● Problem A:
Answer the following questions using the podcast episode description below:
(i) What episode number of Answer Me This! does it describe?
(ii) On which devices is the app with the Bonus Bit of Crap on the App available?
(iii) From which website can AMT1-200 be purchased?
● Problem B: Summarize the podcast episode description below in two sentences.

● Text to read:
****************

That’s not one of the questions we are asked in Answer Me This! Episode 333, just a matter we wrestle with. As well as:

key party logistics
kestrel welfare
Antiques Road Trip
vibrator disposal
Freedom by Jonathan Franzen
The Angel of the North
The Chronicles of Pornia
the Mary Poppins sequel
and
The Morley Nelson Snake River Birds of Prey National Conservation Area.

In today’s Bonus Bit of Crap on the App (available for iThings, Android and Windows devices), we workshop the Netflix revival of Frasier that is bound to come along at some point, given that everything old is becoming new again. So look out for Niles Goes Miles in a year or two.

Give yourself an audio gift: have a hot ear-date with the AMT Love album; cuddle up with a free audiobook from Audible – get yours at answermethispodcast.com/audible; or throw an audiorgy by buying AMT1-200 from answermethisdoorstore.com.

Also: click here for tickets for Allusionist Live; click here to hear the season finale of Modern Mann; click here to celebrate Martin the Sound Man’s podcast centenary.

****************

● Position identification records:
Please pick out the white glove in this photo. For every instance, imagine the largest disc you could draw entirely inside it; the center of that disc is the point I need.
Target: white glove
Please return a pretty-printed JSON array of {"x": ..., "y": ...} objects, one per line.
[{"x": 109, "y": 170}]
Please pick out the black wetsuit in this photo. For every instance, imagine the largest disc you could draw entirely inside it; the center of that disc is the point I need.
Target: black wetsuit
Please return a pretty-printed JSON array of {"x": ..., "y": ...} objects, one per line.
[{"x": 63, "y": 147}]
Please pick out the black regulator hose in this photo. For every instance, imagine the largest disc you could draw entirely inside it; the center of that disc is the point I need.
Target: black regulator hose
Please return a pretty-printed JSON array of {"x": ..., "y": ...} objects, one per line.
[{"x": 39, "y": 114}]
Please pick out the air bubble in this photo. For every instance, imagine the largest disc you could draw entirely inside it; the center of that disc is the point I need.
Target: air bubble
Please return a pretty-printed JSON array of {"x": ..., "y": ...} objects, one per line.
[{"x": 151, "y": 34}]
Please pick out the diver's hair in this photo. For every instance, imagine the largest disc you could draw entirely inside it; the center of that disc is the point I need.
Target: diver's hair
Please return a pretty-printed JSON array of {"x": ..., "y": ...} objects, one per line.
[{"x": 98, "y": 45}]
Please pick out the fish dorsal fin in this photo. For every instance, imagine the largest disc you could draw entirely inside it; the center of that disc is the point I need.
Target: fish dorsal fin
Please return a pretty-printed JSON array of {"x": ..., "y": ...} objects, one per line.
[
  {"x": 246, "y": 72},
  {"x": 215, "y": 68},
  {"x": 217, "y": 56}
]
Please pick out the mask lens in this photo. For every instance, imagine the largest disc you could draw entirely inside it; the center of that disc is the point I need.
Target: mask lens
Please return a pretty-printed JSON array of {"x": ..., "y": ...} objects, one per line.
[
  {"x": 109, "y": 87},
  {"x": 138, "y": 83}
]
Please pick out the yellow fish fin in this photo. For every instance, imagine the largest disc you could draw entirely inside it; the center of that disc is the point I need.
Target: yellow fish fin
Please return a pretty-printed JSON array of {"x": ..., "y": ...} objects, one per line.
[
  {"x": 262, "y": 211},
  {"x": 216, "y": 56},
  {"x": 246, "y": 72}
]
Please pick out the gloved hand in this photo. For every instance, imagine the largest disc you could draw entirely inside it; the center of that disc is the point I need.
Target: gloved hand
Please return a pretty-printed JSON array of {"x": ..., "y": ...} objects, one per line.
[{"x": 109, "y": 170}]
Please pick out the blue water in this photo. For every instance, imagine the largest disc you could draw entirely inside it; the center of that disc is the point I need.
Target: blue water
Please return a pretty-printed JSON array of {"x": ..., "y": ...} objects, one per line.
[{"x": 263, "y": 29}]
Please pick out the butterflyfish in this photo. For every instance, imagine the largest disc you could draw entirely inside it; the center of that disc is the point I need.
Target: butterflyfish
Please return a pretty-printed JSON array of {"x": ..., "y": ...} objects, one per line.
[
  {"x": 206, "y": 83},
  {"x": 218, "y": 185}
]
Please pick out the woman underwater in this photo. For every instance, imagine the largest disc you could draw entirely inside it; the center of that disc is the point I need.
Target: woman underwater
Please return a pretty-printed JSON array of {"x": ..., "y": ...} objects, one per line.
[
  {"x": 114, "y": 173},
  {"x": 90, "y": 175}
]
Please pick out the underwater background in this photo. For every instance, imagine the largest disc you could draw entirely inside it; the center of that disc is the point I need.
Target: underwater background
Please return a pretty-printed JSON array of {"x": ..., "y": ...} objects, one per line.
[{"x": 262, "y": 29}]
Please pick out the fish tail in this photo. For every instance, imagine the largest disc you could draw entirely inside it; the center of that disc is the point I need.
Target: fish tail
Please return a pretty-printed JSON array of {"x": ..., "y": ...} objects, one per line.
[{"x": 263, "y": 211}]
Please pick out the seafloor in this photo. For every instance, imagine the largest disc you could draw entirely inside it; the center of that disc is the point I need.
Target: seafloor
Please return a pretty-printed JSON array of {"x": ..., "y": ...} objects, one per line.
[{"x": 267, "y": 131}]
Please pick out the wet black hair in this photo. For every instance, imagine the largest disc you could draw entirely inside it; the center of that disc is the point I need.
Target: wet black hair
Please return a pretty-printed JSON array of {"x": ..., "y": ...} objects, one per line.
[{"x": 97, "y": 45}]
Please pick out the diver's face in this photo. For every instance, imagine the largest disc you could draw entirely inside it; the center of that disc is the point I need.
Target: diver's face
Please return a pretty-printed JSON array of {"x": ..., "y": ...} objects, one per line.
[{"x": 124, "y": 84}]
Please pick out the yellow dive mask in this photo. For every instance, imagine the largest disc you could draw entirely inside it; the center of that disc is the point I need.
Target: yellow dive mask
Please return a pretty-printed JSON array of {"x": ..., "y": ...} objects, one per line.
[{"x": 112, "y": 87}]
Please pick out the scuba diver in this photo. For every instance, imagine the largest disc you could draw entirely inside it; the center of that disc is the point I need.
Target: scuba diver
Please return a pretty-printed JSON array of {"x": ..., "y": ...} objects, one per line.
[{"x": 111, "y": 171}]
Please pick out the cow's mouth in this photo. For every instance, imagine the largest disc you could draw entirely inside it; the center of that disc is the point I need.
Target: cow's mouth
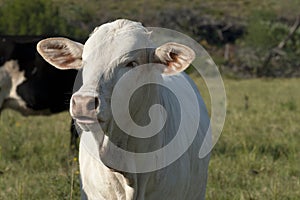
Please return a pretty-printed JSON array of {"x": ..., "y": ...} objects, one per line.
[{"x": 86, "y": 120}]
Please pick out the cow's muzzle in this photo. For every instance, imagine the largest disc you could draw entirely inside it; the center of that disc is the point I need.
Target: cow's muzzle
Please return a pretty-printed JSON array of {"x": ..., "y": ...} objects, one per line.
[{"x": 84, "y": 109}]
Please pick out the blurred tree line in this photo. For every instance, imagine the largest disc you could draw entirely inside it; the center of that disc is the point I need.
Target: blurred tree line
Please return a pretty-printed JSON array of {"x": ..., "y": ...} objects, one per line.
[{"x": 244, "y": 37}]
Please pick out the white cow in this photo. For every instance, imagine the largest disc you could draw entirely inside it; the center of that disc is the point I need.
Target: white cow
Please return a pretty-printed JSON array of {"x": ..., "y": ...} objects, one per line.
[{"x": 112, "y": 50}]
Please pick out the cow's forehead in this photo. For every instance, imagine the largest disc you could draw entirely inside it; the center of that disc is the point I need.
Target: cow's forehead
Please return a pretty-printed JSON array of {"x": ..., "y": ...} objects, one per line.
[{"x": 115, "y": 39}]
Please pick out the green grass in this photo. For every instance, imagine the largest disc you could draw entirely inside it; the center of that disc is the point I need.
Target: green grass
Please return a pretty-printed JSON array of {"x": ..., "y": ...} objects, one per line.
[{"x": 257, "y": 156}]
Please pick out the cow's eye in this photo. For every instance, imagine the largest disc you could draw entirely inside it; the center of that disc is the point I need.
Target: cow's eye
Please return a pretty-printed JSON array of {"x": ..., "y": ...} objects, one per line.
[{"x": 132, "y": 64}]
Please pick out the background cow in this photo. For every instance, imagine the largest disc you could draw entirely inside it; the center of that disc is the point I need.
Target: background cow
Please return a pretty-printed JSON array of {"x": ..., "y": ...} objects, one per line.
[
  {"x": 30, "y": 85},
  {"x": 112, "y": 50}
]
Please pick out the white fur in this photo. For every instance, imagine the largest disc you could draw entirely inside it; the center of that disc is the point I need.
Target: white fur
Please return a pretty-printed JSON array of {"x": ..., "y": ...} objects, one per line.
[{"x": 102, "y": 66}]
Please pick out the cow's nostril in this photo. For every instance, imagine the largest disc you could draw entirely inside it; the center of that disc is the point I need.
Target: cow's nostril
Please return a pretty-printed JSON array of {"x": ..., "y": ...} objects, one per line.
[{"x": 92, "y": 104}]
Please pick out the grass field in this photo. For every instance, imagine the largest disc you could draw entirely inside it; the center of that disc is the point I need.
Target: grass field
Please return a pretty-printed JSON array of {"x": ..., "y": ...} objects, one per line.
[{"x": 257, "y": 156}]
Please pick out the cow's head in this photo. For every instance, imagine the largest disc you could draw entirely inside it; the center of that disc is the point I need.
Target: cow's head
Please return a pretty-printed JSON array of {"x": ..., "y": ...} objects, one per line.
[{"x": 111, "y": 51}]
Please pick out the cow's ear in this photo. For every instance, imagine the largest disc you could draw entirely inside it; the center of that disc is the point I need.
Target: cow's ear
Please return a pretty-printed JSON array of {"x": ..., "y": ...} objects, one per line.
[
  {"x": 176, "y": 57},
  {"x": 62, "y": 53}
]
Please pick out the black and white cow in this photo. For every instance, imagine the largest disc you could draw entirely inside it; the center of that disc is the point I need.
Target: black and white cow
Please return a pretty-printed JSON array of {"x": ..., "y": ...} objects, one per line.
[{"x": 30, "y": 85}]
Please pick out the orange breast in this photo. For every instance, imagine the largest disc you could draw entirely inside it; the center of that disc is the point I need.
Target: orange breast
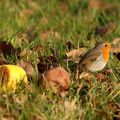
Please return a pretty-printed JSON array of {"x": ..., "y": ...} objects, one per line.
[{"x": 105, "y": 52}]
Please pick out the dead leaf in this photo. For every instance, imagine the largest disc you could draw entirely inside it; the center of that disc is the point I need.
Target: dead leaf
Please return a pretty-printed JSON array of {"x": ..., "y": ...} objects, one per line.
[
  {"x": 107, "y": 29},
  {"x": 58, "y": 79},
  {"x": 7, "y": 49},
  {"x": 100, "y": 5},
  {"x": 45, "y": 35},
  {"x": 8, "y": 118},
  {"x": 25, "y": 14},
  {"x": 115, "y": 48},
  {"x": 28, "y": 67},
  {"x": 117, "y": 56},
  {"x": 86, "y": 75},
  {"x": 75, "y": 53},
  {"x": 69, "y": 45},
  {"x": 116, "y": 41}
]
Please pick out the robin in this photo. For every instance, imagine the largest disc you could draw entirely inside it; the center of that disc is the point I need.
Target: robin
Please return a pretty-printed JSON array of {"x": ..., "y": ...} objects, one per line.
[{"x": 96, "y": 59}]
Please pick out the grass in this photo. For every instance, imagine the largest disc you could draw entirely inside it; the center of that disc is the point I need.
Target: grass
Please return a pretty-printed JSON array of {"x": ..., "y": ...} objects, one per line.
[{"x": 50, "y": 24}]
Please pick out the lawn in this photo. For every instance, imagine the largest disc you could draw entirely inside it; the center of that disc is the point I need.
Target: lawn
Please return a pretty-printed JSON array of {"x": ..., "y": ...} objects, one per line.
[{"x": 47, "y": 29}]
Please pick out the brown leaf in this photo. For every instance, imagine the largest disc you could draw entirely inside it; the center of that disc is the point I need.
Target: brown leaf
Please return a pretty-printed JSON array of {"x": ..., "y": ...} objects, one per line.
[
  {"x": 28, "y": 67},
  {"x": 75, "y": 53},
  {"x": 100, "y": 5},
  {"x": 42, "y": 67},
  {"x": 116, "y": 41},
  {"x": 8, "y": 49},
  {"x": 69, "y": 45},
  {"x": 107, "y": 29},
  {"x": 118, "y": 56},
  {"x": 58, "y": 79},
  {"x": 115, "y": 48}
]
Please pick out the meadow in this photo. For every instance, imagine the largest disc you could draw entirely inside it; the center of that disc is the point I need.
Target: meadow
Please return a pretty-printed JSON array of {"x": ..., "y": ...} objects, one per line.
[{"x": 47, "y": 30}]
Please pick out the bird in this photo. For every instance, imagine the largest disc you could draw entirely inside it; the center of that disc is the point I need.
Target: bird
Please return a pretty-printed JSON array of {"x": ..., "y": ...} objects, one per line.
[{"x": 95, "y": 59}]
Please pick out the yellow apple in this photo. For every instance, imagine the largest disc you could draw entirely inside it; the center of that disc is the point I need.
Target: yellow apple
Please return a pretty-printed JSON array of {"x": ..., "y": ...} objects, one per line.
[{"x": 11, "y": 76}]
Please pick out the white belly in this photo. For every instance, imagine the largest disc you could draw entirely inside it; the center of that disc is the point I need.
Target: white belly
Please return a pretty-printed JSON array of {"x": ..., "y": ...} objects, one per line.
[{"x": 97, "y": 65}]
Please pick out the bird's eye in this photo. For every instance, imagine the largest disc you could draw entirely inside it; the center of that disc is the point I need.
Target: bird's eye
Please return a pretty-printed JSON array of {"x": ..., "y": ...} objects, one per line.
[{"x": 106, "y": 45}]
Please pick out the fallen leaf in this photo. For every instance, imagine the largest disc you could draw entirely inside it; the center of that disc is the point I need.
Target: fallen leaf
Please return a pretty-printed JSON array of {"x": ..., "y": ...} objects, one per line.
[
  {"x": 8, "y": 118},
  {"x": 27, "y": 66},
  {"x": 107, "y": 29},
  {"x": 116, "y": 41},
  {"x": 100, "y": 5},
  {"x": 7, "y": 48},
  {"x": 75, "y": 53},
  {"x": 117, "y": 56},
  {"x": 69, "y": 45},
  {"x": 115, "y": 48},
  {"x": 11, "y": 76},
  {"x": 58, "y": 79},
  {"x": 86, "y": 75}
]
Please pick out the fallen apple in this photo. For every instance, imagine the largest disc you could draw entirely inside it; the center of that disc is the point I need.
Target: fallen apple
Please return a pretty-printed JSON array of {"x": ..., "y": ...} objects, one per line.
[{"x": 11, "y": 76}]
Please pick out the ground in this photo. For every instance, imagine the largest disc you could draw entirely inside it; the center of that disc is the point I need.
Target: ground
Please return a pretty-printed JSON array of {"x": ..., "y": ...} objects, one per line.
[{"x": 44, "y": 26}]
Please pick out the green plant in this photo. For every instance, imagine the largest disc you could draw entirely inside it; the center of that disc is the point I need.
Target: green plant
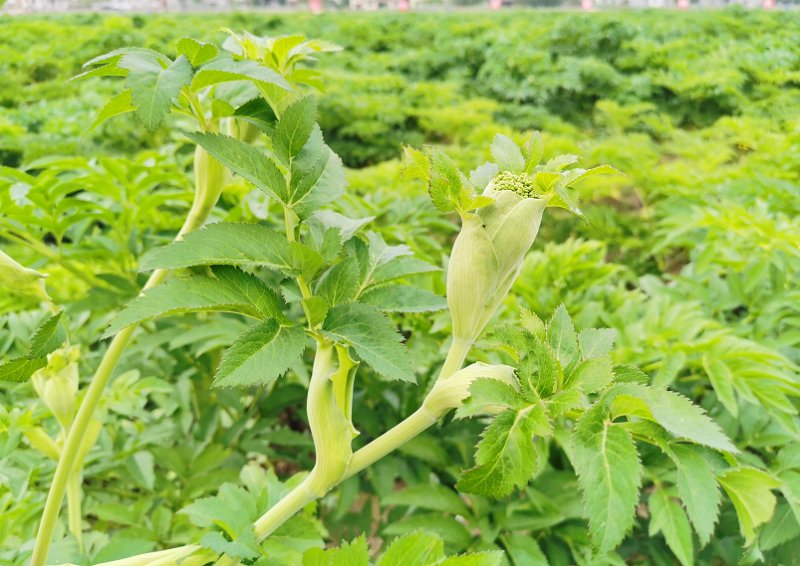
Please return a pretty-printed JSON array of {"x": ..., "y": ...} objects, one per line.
[{"x": 689, "y": 258}]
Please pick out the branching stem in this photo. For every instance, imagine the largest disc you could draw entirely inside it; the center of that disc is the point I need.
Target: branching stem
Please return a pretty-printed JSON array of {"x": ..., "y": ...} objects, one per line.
[{"x": 67, "y": 462}]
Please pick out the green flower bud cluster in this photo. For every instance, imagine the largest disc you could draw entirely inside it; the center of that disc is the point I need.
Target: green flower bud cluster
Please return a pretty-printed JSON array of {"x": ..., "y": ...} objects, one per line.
[
  {"x": 19, "y": 279},
  {"x": 519, "y": 183},
  {"x": 487, "y": 256},
  {"x": 57, "y": 384}
]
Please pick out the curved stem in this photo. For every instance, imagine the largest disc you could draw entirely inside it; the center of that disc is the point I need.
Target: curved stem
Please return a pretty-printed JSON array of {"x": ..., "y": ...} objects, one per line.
[
  {"x": 282, "y": 511},
  {"x": 74, "y": 505},
  {"x": 416, "y": 423},
  {"x": 66, "y": 463}
]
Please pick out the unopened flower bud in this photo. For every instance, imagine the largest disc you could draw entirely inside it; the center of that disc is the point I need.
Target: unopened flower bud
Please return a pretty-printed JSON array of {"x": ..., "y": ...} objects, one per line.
[
  {"x": 57, "y": 384},
  {"x": 488, "y": 253},
  {"x": 210, "y": 177},
  {"x": 450, "y": 393},
  {"x": 19, "y": 279}
]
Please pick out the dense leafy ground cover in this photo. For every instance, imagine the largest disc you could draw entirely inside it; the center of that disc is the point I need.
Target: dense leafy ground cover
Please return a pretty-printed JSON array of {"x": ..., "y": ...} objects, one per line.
[{"x": 691, "y": 258}]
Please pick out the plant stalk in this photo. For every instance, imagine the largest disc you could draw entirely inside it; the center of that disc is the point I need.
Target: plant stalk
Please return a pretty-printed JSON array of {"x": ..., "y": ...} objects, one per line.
[
  {"x": 66, "y": 463},
  {"x": 74, "y": 505},
  {"x": 311, "y": 488}
]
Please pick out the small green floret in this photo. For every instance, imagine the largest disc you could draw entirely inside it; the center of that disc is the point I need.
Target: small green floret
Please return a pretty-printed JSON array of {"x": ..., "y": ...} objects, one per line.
[{"x": 519, "y": 183}]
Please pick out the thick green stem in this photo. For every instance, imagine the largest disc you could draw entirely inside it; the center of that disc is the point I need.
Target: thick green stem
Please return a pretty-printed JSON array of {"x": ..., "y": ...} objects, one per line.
[
  {"x": 282, "y": 511},
  {"x": 74, "y": 505},
  {"x": 67, "y": 462},
  {"x": 317, "y": 484},
  {"x": 391, "y": 440},
  {"x": 459, "y": 348}
]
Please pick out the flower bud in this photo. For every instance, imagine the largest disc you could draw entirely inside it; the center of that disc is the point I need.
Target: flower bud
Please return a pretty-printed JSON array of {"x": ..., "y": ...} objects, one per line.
[
  {"x": 471, "y": 278},
  {"x": 450, "y": 393},
  {"x": 57, "y": 384},
  {"x": 210, "y": 177},
  {"x": 488, "y": 253},
  {"x": 19, "y": 279}
]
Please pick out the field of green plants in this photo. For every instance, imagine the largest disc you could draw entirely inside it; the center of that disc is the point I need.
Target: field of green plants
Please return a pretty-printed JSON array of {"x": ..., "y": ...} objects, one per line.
[{"x": 472, "y": 289}]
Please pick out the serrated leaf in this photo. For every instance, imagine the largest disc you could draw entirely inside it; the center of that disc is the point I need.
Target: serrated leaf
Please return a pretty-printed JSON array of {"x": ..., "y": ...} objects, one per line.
[
  {"x": 403, "y": 298},
  {"x": 49, "y": 336},
  {"x": 317, "y": 176},
  {"x": 671, "y": 364},
  {"x": 580, "y": 174},
  {"x": 293, "y": 539},
  {"x": 433, "y": 497},
  {"x": 153, "y": 87},
  {"x": 596, "y": 342},
  {"x": 118, "y": 105},
  {"x": 562, "y": 337},
  {"x": 489, "y": 396},
  {"x": 226, "y": 69},
  {"x": 415, "y": 549},
  {"x": 749, "y": 489},
  {"x": 505, "y": 456},
  {"x": 246, "y": 161},
  {"x": 591, "y": 375},
  {"x": 261, "y": 355},
  {"x": 259, "y": 113},
  {"x": 609, "y": 475},
  {"x": 21, "y": 369},
  {"x": 448, "y": 528},
  {"x": 230, "y": 289},
  {"x": 198, "y": 52},
  {"x": 227, "y": 243},
  {"x": 721, "y": 379},
  {"x": 680, "y": 416},
  {"x": 294, "y": 128},
  {"x": 507, "y": 154},
  {"x": 373, "y": 336},
  {"x": 668, "y": 518},
  {"x": 698, "y": 490},
  {"x": 339, "y": 283},
  {"x": 485, "y": 558},
  {"x": 624, "y": 373}
]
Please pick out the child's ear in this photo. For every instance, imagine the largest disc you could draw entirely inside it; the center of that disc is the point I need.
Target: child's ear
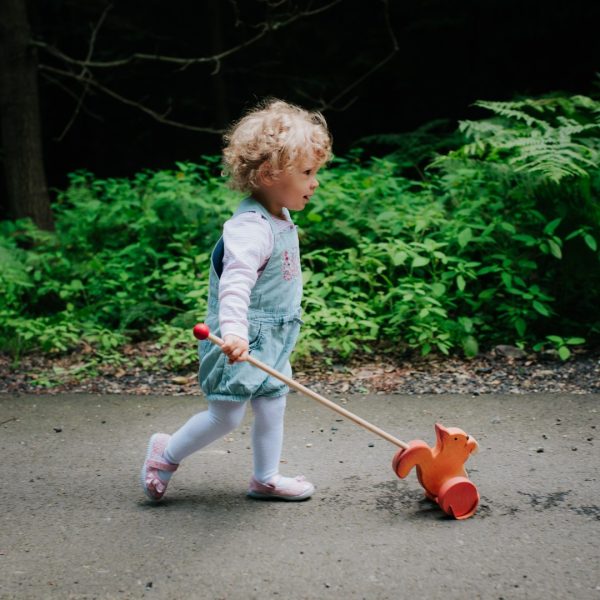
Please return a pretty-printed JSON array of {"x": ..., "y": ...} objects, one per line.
[{"x": 265, "y": 174}]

****************

● Task solution A:
(i) Episode 333
(ii) iThings, Android and Windows devices
(iii) answermethisdoorstore.com

● Task solution B: Episode 333 of Answer Me This! deals with matters including key party logistics, kestrel welfare, vibrator disposal and the Mary Poppins sequel, and its Bonus Bit of Crap on the App workshops a Netflix revival of Frasier that the hosts expect to appear at some point. The description also promotes the AMT Love album, a free Audible audiobook and the purchase of AMT1-200, and links to tickets for Allusionist Live, the Modern Mann season finale and Martin the Sound Man's podcast centenary.